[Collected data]
____

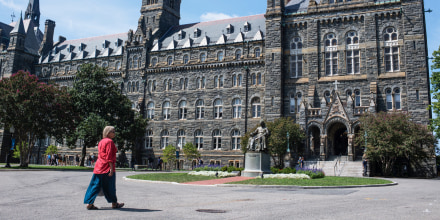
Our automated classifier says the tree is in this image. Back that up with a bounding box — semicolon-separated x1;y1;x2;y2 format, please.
0;71;76;167
183;142;201;167
266;118;306;169
68;64;148;166
45;145;58;156
355;112;436;176
163;145;177;170
430;45;440;140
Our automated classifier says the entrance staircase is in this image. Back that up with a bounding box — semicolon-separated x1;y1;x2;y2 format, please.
303;156;363;177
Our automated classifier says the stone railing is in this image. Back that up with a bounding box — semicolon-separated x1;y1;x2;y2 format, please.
307;108;321;117
354;107;369;116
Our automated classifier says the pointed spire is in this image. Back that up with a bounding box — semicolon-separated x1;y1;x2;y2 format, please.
25;0;40;27
11;12;25;35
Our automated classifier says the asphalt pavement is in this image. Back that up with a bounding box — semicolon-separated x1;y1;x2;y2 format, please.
0;170;439;220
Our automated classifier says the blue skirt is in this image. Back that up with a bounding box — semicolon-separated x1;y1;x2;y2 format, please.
84;173;118;204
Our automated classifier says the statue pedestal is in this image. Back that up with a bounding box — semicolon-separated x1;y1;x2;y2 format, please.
243;152;271;177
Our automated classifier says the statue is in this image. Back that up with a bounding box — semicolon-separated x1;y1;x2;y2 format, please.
247;120;270;152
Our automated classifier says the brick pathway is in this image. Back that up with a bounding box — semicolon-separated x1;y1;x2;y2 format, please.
182;176;255;185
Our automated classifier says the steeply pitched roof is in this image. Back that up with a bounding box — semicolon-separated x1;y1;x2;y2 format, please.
41;33;127;63
154;14;266;52
285;0;318;14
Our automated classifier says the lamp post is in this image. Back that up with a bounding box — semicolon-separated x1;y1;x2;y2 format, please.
364;130;368;153
286;132;290;153
5;126;15;168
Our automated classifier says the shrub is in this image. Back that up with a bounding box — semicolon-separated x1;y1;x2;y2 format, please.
296;168;325;179
271;167;296;174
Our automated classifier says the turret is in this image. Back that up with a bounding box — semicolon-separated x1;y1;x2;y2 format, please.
8;14;26;51
25;0;41;28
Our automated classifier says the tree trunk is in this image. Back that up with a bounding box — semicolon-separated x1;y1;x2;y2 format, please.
80;144;87;167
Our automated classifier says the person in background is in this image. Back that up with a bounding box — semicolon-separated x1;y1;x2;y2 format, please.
83;126;124;210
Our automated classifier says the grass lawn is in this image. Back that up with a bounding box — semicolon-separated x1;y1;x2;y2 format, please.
228;176;393;186
126;173;393;186
127;173;220;183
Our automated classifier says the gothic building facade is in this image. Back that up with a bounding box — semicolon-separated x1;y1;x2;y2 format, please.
0;0;435;175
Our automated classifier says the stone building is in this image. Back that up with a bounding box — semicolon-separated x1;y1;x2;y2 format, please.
0;0;435;175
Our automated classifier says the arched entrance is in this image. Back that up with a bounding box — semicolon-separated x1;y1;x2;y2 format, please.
327;122;348;156
308;126;321;158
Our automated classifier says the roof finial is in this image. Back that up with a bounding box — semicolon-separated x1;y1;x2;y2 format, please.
11;12;15;22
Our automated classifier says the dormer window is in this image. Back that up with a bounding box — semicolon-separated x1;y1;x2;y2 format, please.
67;45;73;53
114;39;122;47
102;40;109;49
79;44;85;52
194;28;201;38
226;24;234;34
177;30;185;40
244;22;251;32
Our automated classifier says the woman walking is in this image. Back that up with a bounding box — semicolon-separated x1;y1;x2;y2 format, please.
84;126;124;210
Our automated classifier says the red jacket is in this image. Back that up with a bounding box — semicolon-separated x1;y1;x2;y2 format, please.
93;138;117;174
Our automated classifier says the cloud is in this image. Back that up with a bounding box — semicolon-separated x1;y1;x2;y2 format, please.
0;0;25;11
200;12;238;22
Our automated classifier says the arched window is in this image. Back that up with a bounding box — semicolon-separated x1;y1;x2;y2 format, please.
394;88;401;110
127;82;132;93
167;56;173;65
212;129;222;150
129;58;133;69
133;56;139;69
164;79;172;91
147;102;155;119
177;130;186;149
235;49;242;60
290;37;303;78
231;130;241;150
102;62;108;68
386;88;401;110
163;101;171;120
183;54;189;64
255;48;261;58
200;53;206;62
196;99;205;119
179;78;184;90
214;99;223;119
257;73;262;85
178;100;187;120
151;57;158;67
346;90;352;102
136;81;140;92
346;31;360;74
290;93;302;113
324;91;331;103
384;27;400;72
115;61;121;70
64;66;70;75
232;98;242;119
355;90;361;107
251;97;261;118
252;74;257;85
325;33;338;76
217;51;224;62
145;130;153;149
161;130;169;149
195;130;203;150
214;75;224;88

____

__EXERCISE__: From the first line to the last, write out the data exactly, dropping any pictures.

__SOLVED EXERCISE__:
Our automated classifier says the tree is in this image. Back that up with a bounding box — semicolon-separated x1;y1;x2;y2 format, please.
0;71;76;167
183;142;201;167
266;118;306;169
68;64;148;166
45;145;58;156
355;112;436;176
163;145;177;170
430;45;440;140
Our automated classifier says the entrance staircase is in this image. Back that up with a bounding box — semicolon-separated x1;y1;x2;y2 format, please.
303;156;363;177
Our automated classifier says the stone railing is in this image. Back that up with a bounding box — semicolon-separated x1;y1;x2;y2 format, please.
307;108;321;117
354;107;369;116
Our automated classifier says the pointed spire is in this image. Back that up with a bounding box — semicolon-separated x1;y1;x2;y2 format, please.
25;0;40;27
11;12;25;35
Our automated classifier says the asphalt pavement is in this image. Back that up with a bounding box — semicolon-separated x1;y1;x2;y2 format, please.
0;170;439;220
Our automated classifier says the blue skirt is in this image. Back that up with a bounding box — semicolon-separated x1;y1;x2;y2 format, please.
84;173;118;204
Our automated classifier says the statue pedestal is in this image. Back that up with a bounding box — semicolon-separated x1;y1;x2;y2 format, please.
243;152;271;177
Our automated classifier says the statue is in this image. Back that up with a bounding box — semicolon-separated x1;y1;x2;y2 format, please.
247;120;270;152
Our automated classifier says the brick pathway is in this image. Back that up with a bounding box — semicolon-separated x1;y1;x2;y2 format, please.
182;176;255;185
Our automated classifier says the steeply pitched roof is in this image. Back that up with a bounding box — semicolon-separated x1;y1;x2;y2 format, please.
41;33;127;63
154;14;266;52
285;0;318;14
Our automated classifier says the lamp post is in this image. Back that up with a bounding box — semicolon-separated x1;y1;x2;y2 format, please.
364;130;368;153
286;132;290;153
5;126;15;168
Our automated classifier says the shrub is in this image. Back that up with a bounding box — semicolon-separated x1;y1;x2;y2 format, please.
296;168;325;179
271;167;296;174
Our automated classifier says the turret is in this image. Back that up with a bounding box — semicolon-separated x1;y1;x2;y2 format, please.
8;14;26;51
25;0;41;28
Our automated classifier says the tree trunk is in this image. Back that up with a bounding box — semicolon-separated x1;y1;x2;y2 format, please.
80;144;87;167
Our automated classifier says the person in background is in this image. Back that up with a bounding box — semicolon-separated x1;y1;x2;y2 format, please.
83;126;124;210
Our automated classifier says the grass lawn is in this image. Back that up with a bounding box — semicolon-separated x1;y1;x2;y2 format, please.
228;176;393;186
126;173;393;186
127;173;220;183
Our automated classifier says the gothic building facade is in this image. Back that up with a bounding box — semicolon-separated x1;y1;x2;y2 format, please.
0;0;435;175
Our automated classifier says the stone building is in this image. Back that up with a bounding box — semicolon-separated x1;y1;x2;y2 format, please.
0;0;435;175
Our automated classifier says the arched entrance is in this image. Back that up with a bounding box — semicolon-separated x1;y1;x2;y2 format, please.
327;122;348;156
308;126;321;158
Our automated classifier says the roof finial is in this image. Back that up with a bounding box — semicolon-separated x1;y1;x2;y2 format, please.
11;12;15;22
Our automated classifier says the dormer window is in this image. Back that up with a bounding box — semicolon-separated x1;y1;x2;y2 format, please.
67;45;73;53
114;39;122;47
102;40;109;49
79;44;85;52
194;28;201;38
226;24;234;34
177;30;185;40
244;22;251;32
Our automated classifier says the woman walking is in this image. Back that up with a bounding box — semicolon-separated x1;y1;x2;y2 format, please.
84;126;124;210
Our automated classifier says the red jacket is in this image. Back that up with a bounding box — semicolon-separated x1;y1;x2;y2 format, please.
93;138;117;174
Our automated classifier says the cloud is in this image. Back that up with a bounding box — semicolon-separated x1;y1;x2;y2 format, please.
0;0;25;11
200;12;238;22
Our automated classifier says the arched window is in this image. Back that up with a bounding box — semicolon-separated x1;y1;x2;y2 format, please.
394;88;401;110
127;82;132;93
167;56;173;65
212;129;222;150
129;58;133;69
133;56;139;69
164;79;172;91
147;102;155;119
177;130;186;149
235;49;242;60
290;37;303;78
231;130;241;150
102;62;108;68
386;88;401;110
163;101;171;120
183;54;189;64
255;48;261;58
200;53;206;62
196;99;205;119
179;78;184;90
214;99;223;119
257;73;262;85
178;100;187;120
151;57;158;67
346;90;352;102
136;81;140;92
346;31;360;74
290;93;302;113
324;91;331;103
384;27;400;72
115;61;121;70
64;66;70;75
232;98;242;119
355;90;361;107
251;97;261;118
252;74;257;85
325;33;338;76
217;51;224;62
145;130;153;149
161;130;169;149
195;130;203;150
214;75;224;88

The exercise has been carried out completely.